___ Text shown ___

This agenda of bailouts for capitalists on the one hand and austerity for workers on the other is not new and it has played itself out in country after country. The workers’ movements in countries with strong left parties and labor organizations, such as France and Greece, organize mass resistance to austerity.
In the U.S., organized labor and the broader left struggle to find their footing in leading a mass and prolonged struggle independent of the Democratic Party bosses who are complicit in the austerity agenda. The emergence of vocal and visible economic movements in the U.S. following the Great Recession, such as Occupy Wall Street and the Fight for $15, show that the popular will exists to fight back if it can just be tapped and led in a coordinated way.
French resistance offers lessons to U.S. labor movement
The strikes and mass protests in France have been spearheaded in large part by that country’s main trade union federation – the General Confederation of Labor (CGT) – and Solidaires Unitaires Démocratiques (SUD). The CGT union has it roots in the French Communist Party (PCF), but disaffiliated with the PCF in the 1990s. SUD is a radical union federation that emphasizes social justice unionism and has close ties to the New Anticapitalist Party.
While the CGT has been accused of moderating its program since severing ties with the PCF, it still carries out militant actions, especially by U.S. standards, and has a vocal, militant rank and file that is often successful in pushing the union’s leadership to the left on key issues. It is important to note that what makes unions like CGT and SUD strong, and often successful, in leading anti-austerity battles is militancy in shutting down production and mobilizing in the streets, not size.

___

* What to work on:
1: Revise the records starting at the line containing "Target: rough stone texture" and ending at the last line of the records, with "rough" changed to "coarse" and all else left as it is.
2: Go on with the text on French anti-austerity resistance and the U.S. labor movement from the point where it stops.

___ Extracted information ___

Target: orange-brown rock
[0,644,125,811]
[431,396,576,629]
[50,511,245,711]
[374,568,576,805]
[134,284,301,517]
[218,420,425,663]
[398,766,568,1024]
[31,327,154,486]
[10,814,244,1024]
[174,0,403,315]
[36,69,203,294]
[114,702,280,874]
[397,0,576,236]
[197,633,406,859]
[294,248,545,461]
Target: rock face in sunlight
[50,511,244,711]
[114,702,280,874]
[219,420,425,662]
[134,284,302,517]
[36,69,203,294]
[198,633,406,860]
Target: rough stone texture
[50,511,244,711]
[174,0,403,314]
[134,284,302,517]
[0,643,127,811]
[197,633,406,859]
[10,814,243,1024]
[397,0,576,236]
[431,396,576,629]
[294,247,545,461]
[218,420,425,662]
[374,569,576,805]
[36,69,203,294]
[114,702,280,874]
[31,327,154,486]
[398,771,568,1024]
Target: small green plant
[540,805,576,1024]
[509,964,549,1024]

___

* Exercise results:
1:
Target: coarse stone texture
[50,511,244,711]
[174,0,403,314]
[134,284,302,517]
[0,643,127,811]
[197,633,406,859]
[10,814,243,1024]
[397,0,576,236]
[431,396,576,629]
[294,247,545,461]
[218,420,425,662]
[374,569,576,805]
[36,69,203,294]
[114,702,280,874]
[31,327,154,486]
[398,771,568,1024]
Target: small green plant
[540,805,576,1024]
[509,964,549,1024]

2:
France has lower union density than the U.S. As the Economist points out in a March 2014 article, less than 8% of French workers belong to a trade union, down from a high of about 30% in the 1950s. That figure is below the unionization rate of Britain (26%), Germany (18%), and the U.S. (11%). What sets French unions apart is their militancy, not their density.
This militancy stands in stark contrast to the orientation of most U.S. trade union leaders, where some combination of Democratic Party politicking, social justice unionism, and new organizing for union industry density substitute for a sustained strike strategy. Some of the more active labor unions in the U.S. fetishize new organizing as the savior of the U.S. labor movement.
These labor unions rightly point out that as U.S. union density has declined since its peak rate of over 33% in 1945, the share of income going to the top 10% has skyrocketed. However, they fail to account for one other important feature of the trade union movement that has declined in this country over this same period of time – the strike.
There is nothing wrong with social justice unionism and new organizing to build density. These are progressive moves, but they do not have the same strategic value as withholding labor through a sustained strike, which by itself can stop production, curb the ruling class, force concessions and so much more. A militant rank-and-file minority is needed in this country to push labor union leaders to adopt a militant strike orientation, much the same as rank-and-file members in France’s CGT have forced that union’s leadership into the leadership of an anti-austerity fight.